■ Your goal ■
Please lay out the lines of the items below as a Markdown table with the columns Row and Line, leaving out blank lines. Start at the line that contains "the fish swimming", end at the line that contains "Target: fish swimming in formation", and include both of those lines.

■ Dataset records ■
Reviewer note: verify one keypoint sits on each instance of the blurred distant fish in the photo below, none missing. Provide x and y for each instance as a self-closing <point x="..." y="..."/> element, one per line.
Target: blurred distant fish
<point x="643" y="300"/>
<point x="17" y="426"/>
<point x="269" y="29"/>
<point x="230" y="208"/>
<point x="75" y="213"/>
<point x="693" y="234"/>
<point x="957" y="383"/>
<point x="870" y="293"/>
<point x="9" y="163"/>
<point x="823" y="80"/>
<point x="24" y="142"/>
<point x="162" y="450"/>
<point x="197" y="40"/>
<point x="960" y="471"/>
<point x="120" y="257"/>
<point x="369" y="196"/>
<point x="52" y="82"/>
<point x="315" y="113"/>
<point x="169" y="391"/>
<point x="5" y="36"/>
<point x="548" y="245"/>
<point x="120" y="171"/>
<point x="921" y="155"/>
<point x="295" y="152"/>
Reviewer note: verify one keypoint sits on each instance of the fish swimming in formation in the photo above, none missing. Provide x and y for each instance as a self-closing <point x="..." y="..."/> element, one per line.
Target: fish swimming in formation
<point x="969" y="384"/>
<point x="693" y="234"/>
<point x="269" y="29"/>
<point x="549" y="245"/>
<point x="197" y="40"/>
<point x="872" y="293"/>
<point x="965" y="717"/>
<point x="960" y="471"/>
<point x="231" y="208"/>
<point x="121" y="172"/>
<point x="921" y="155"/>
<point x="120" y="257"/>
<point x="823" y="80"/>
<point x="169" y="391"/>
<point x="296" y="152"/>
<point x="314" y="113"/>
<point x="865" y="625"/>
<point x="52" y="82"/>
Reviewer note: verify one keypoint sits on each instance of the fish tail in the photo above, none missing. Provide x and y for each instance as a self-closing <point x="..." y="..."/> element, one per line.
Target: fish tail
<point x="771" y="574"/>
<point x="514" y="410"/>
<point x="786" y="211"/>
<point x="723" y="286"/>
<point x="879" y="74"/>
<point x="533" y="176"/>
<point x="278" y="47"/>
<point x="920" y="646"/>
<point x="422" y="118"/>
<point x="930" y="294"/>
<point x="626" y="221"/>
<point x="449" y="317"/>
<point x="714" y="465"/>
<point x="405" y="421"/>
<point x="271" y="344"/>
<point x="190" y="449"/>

■ Problem solution ■
| Row | Line |
|---|---|
| 1 | Reviewer note: verify one keypoint sits on each instance of the fish swimming in formation in the photo above, none missing. Provide x and y for each instance as a self-closing <point x="..." y="..."/> element, one per line. |
| 2 | Target: fish swimming in formation |